The request
Print the range of lines that opens with the line containing "of the leafy" and closes with the last line of the listing. Include both ends; print nothing more.

────────────────────

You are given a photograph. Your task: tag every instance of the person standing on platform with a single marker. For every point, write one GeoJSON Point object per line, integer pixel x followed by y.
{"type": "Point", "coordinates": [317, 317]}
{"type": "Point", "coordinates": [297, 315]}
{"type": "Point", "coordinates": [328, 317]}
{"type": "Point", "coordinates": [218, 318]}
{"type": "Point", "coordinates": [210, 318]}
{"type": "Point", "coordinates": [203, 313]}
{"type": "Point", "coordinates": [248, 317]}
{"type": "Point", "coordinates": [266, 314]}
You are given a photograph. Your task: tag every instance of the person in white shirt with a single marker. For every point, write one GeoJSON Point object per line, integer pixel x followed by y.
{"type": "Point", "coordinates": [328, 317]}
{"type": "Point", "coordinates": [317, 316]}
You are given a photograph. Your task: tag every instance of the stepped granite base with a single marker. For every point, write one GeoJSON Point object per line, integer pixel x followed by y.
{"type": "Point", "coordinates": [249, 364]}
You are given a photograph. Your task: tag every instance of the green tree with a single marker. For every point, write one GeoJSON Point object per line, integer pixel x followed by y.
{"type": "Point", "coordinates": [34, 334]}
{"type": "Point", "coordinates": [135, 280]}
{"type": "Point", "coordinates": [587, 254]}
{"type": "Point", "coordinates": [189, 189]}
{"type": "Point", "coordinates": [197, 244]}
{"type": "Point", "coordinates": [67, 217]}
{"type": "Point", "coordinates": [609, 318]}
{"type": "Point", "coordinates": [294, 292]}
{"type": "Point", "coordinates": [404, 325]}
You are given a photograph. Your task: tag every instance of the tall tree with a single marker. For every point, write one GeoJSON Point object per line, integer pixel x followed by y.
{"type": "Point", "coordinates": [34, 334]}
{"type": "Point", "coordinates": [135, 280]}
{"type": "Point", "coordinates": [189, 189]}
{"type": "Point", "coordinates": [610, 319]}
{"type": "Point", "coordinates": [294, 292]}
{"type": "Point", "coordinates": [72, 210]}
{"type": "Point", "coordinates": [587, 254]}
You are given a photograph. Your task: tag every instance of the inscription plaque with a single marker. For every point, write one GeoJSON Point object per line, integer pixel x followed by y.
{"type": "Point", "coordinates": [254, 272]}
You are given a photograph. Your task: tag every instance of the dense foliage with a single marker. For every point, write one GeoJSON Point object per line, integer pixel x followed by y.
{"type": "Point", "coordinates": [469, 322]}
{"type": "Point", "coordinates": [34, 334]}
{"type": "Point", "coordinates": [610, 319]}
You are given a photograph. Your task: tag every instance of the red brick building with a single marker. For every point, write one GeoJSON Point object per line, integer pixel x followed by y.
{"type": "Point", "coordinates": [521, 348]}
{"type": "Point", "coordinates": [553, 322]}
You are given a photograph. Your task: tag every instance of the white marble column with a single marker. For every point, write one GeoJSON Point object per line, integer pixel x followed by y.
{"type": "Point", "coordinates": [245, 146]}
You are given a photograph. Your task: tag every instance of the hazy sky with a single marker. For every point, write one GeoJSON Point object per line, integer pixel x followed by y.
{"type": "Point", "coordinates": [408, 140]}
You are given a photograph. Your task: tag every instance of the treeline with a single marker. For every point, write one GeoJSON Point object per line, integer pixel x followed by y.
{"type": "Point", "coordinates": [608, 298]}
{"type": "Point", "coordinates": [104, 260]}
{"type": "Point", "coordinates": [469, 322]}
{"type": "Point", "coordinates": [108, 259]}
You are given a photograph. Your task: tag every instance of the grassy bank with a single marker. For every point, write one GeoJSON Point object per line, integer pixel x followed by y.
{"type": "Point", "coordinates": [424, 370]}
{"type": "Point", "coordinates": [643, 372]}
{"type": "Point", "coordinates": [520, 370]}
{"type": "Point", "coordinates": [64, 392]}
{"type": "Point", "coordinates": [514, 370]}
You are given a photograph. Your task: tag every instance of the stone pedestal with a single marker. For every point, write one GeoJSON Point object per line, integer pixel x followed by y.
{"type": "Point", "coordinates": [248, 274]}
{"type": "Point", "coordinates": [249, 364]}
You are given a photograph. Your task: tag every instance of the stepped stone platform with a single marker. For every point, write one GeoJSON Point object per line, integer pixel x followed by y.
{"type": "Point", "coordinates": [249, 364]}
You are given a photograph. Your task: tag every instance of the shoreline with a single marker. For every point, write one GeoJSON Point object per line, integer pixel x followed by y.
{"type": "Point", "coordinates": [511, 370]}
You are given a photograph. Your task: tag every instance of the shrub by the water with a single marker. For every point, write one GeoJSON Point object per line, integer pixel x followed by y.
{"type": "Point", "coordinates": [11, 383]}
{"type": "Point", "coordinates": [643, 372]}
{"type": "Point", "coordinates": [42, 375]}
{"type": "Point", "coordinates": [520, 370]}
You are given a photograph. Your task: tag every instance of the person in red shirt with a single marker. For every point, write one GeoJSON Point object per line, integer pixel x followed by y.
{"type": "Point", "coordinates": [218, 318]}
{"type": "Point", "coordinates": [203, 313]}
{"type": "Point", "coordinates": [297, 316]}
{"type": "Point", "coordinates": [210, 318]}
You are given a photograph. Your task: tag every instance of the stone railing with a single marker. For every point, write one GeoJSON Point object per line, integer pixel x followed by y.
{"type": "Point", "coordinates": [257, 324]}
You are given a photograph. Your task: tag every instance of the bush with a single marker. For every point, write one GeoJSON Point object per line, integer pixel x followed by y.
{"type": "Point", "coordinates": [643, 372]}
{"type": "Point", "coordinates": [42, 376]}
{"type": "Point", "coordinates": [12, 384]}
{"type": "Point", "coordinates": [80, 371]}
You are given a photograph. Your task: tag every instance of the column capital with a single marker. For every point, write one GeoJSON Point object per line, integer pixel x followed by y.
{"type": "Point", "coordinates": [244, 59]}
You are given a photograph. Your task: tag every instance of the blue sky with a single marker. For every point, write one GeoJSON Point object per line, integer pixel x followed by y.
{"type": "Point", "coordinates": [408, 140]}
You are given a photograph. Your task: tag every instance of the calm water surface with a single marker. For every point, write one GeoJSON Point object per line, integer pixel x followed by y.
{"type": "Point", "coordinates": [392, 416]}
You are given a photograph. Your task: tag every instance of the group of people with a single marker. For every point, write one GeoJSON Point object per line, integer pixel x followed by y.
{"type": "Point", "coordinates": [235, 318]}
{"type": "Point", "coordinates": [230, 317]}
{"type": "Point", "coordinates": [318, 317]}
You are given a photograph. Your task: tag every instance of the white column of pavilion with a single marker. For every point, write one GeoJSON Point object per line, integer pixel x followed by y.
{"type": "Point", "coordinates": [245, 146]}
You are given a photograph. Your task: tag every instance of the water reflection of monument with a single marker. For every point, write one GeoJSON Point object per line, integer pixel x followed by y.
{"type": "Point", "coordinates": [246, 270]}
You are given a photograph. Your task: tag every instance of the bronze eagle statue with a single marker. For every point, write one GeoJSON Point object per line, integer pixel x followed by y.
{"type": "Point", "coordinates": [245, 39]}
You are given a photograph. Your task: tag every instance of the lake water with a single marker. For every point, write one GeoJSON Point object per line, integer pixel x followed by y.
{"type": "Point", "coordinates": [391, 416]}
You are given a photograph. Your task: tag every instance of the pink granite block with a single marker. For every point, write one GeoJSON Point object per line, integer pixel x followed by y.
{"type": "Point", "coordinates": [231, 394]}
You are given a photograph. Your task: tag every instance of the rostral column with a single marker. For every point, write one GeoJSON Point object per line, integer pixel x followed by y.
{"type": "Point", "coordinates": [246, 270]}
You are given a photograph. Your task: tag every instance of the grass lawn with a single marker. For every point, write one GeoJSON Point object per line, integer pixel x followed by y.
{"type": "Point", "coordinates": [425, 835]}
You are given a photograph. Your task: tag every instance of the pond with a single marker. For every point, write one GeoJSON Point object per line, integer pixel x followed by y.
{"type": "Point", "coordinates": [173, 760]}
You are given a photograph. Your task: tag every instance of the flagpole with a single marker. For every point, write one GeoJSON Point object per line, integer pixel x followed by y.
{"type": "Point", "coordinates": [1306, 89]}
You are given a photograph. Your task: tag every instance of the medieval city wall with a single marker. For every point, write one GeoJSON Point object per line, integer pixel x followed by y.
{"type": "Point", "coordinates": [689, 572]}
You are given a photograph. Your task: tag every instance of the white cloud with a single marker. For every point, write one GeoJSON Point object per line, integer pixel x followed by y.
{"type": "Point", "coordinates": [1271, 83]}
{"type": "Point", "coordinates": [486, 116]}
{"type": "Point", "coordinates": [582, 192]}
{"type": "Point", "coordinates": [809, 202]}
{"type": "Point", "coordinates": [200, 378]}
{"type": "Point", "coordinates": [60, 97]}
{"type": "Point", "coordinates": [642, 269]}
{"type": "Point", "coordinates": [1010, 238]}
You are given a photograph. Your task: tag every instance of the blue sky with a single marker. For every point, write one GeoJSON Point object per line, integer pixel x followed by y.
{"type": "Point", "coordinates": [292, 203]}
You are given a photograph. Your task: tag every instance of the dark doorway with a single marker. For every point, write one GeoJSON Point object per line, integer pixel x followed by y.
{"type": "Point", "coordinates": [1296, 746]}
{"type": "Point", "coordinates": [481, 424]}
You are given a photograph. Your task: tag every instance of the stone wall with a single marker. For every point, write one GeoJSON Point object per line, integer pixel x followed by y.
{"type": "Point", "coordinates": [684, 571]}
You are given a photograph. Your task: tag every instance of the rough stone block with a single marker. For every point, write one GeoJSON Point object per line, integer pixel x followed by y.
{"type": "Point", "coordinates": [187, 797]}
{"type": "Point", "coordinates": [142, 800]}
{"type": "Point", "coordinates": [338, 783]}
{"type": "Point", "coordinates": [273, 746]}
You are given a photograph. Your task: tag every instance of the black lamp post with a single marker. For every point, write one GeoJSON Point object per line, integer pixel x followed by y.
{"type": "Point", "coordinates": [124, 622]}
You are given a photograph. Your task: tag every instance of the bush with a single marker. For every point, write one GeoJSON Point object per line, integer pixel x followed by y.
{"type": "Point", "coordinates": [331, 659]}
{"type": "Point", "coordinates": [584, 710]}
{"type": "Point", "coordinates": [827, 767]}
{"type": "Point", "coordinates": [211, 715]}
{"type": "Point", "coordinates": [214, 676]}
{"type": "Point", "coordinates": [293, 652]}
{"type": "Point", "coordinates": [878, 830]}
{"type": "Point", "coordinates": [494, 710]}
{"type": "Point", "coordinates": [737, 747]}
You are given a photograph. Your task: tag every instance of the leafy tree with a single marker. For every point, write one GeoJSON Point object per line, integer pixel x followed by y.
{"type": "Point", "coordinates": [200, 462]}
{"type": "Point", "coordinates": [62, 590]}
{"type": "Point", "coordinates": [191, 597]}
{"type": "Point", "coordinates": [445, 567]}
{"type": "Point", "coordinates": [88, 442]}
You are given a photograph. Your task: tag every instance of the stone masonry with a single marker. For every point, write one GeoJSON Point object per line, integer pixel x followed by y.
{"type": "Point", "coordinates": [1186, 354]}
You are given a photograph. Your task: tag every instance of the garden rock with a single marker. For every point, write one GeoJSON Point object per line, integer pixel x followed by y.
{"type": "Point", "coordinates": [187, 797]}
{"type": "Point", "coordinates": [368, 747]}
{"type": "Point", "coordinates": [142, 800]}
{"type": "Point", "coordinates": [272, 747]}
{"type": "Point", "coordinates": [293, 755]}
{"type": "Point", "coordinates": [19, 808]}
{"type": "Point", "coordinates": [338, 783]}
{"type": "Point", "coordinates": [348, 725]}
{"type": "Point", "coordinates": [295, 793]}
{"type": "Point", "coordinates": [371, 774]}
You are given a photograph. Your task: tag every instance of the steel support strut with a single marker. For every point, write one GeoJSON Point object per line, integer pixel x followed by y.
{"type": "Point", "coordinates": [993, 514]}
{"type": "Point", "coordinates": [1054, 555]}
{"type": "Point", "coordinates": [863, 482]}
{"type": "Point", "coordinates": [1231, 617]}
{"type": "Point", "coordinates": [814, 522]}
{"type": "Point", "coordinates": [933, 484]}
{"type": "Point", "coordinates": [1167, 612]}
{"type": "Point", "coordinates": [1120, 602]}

────────────────────

Answer to this task
You are given a photograph. Your task: tag every instance of the leafy tree with a single marker. For every point, write one GeoJSON Point object per line, integer pixel x followed by y.
{"type": "Point", "coordinates": [200, 462]}
{"type": "Point", "coordinates": [62, 590]}
{"type": "Point", "coordinates": [191, 597]}
{"type": "Point", "coordinates": [445, 567]}
{"type": "Point", "coordinates": [88, 442]}
You are given a photograph. Your task: tag every instance of the stone masonry with a single marker. For every point, write one GeoJSON Point object per line, integer pixel x followed by y.
{"type": "Point", "coordinates": [1186, 354]}
You are given a photograph. Your task: tag every instance of the garden rock with a single marker. For every point, write one GeoJSON Point object per line, integer pixel x followed by y.
{"type": "Point", "coordinates": [187, 797]}
{"type": "Point", "coordinates": [368, 747]}
{"type": "Point", "coordinates": [142, 800]}
{"type": "Point", "coordinates": [272, 747]}
{"type": "Point", "coordinates": [293, 755]}
{"type": "Point", "coordinates": [19, 808]}
{"type": "Point", "coordinates": [338, 783]}
{"type": "Point", "coordinates": [348, 725]}
{"type": "Point", "coordinates": [295, 793]}
{"type": "Point", "coordinates": [371, 774]}
You are given a photograph. Your task: tag every instance of the steel support strut with a single marker. For every point, write one GeoJSON Point object per line, integer pixel x followed by y.
{"type": "Point", "coordinates": [993, 514]}
{"type": "Point", "coordinates": [1054, 555]}
{"type": "Point", "coordinates": [863, 482]}
{"type": "Point", "coordinates": [1231, 617]}
{"type": "Point", "coordinates": [814, 522]}
{"type": "Point", "coordinates": [933, 484]}
{"type": "Point", "coordinates": [1167, 612]}
{"type": "Point", "coordinates": [1120, 602]}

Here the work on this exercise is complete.